◆ **Исходное задание**:
Ответьте по выбранному тексту о Шибанове и Остроухове:
1. Экземпляр какой книги Шибанов со вздохом достал?
2. С какой птицей сравнивается Остроухов?
3. Чего у Остроухова с собой не оказалось?

◆ **Выбранный текст**:
Шибанов только скучающе втянул ноздрями воздух.

- Да есть-то есть,- сказал он неохотно,- только вам, Илья Семенович, такой экземпляр не годится... Вот, может быть, будет у меня экземпляр в марокенчике эпохи,- хитрил и уклонялся Шибанов.

- Ну, это, батюшка, когда еще будет! - сказал Остроухов резко.- Вы мне этот покажите.

Боже мой, как медлил Шибанов, как не хотел выпустить книгу из рук - не потому, что не желал продать Остроухову, но по благородной жадности книголюба: держать редкость в руках, любоваться наедине, дуть на странички, перелистывая их, а главное - описать в каталоге экземпляр, описать так, чтобы потомки вспоминали, какой экземпляр "Онегина" был в шибановских руках... А описывать он умел - он был книжной сиреной. Слюнки текли у собирателей, когда они читали шибановские аннотации и постскриптумы. "Экземпляр (75) в роскошном светло-зеленом сафьяне с английским обрезом (золотая головка)",-мурлыкал он. "С суперэкслибрисом владельца,- приперчивал он,- с атласными форзацами". Или еще последнюю приправу: "Одно из прелестных иллюстрированных изданий начала XIX столетия". "Подносной экземпляр от автора",-живописал он в другом случае. "Экземпляр исключительной сохранности, необрезанный, с сохранением печатных обложек". Иногда, щеголяя точностью, он добавлял: "Экземпляр хорошей сохранности, только лишь на нижнем поле первых трех листов два незначительных желтых пятнышка, произошедших от времени, свойства бумаги и типографской краски".

Со вздохом он достал экземпляр "Онегина", и цепкие костлявые руки безнадежно ухватили добычу: Остроухов бил с лету, как кобчик. Но тут случилось непредвиденное обстоятельство: нужной суммы у Остроухова с собой не оказалось.

- Да я оставлю за вами,- сказал Шибанов облегченно.

Остроухов мрачно рылся в стороне в своем большом кошельке. Шибанов сохранял невозмутимый вид, дожидаясь только, когда он снова сможет запрятать "Онегина".

◆ **Предоставленные записи**:
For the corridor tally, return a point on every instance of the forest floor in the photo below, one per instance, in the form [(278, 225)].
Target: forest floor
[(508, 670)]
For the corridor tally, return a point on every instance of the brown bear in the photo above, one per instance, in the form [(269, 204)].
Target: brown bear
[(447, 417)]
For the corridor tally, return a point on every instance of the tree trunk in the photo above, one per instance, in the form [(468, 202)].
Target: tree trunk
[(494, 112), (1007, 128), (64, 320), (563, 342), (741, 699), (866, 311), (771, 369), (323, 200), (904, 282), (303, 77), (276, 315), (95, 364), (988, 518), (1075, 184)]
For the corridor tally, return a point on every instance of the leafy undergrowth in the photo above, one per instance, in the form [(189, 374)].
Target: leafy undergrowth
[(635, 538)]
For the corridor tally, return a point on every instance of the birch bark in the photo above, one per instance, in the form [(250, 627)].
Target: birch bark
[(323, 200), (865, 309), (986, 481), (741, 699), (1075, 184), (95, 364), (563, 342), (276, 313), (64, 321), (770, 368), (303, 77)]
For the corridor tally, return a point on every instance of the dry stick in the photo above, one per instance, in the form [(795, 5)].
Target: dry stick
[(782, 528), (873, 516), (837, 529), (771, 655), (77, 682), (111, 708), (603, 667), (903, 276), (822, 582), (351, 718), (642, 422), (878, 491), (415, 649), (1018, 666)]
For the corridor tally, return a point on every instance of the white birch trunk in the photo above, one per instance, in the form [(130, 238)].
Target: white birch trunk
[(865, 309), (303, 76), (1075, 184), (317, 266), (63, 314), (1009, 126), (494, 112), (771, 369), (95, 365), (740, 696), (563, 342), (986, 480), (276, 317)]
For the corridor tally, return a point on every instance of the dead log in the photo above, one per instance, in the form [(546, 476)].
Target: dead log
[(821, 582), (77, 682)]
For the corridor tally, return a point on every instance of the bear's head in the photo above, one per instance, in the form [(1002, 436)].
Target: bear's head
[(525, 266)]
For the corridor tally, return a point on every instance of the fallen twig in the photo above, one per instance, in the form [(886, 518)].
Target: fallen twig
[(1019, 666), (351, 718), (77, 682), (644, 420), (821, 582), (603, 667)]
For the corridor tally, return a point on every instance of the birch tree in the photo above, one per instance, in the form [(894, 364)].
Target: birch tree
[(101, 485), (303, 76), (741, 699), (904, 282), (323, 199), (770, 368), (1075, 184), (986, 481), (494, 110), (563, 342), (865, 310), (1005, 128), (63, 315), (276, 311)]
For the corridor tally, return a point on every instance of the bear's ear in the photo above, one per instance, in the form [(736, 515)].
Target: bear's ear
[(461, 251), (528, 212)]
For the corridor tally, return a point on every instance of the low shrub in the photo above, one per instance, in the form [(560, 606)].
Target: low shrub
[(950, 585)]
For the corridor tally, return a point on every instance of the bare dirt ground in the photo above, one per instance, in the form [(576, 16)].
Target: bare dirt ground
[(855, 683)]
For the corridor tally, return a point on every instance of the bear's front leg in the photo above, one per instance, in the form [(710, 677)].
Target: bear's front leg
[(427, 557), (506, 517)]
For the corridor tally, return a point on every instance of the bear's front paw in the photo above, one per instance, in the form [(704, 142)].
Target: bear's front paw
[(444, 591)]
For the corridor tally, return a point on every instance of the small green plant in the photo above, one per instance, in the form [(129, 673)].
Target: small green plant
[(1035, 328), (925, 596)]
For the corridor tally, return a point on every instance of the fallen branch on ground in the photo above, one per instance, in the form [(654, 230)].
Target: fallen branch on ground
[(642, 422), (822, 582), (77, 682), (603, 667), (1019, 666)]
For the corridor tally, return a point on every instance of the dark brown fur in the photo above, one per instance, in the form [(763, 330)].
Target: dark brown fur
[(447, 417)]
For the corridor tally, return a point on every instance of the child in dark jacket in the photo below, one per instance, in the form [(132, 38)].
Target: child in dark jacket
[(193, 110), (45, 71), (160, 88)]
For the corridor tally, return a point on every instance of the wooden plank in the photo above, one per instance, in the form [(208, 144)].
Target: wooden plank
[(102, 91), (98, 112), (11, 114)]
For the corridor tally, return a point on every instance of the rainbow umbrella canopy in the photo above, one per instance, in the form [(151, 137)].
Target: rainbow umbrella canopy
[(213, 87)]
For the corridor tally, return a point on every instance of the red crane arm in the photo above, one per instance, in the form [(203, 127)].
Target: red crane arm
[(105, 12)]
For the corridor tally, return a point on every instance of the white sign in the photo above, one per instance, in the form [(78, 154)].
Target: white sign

◆ **Правильный ответ**:
1. «Онегина».
2. С кобчиком.
3. Нужной суммы.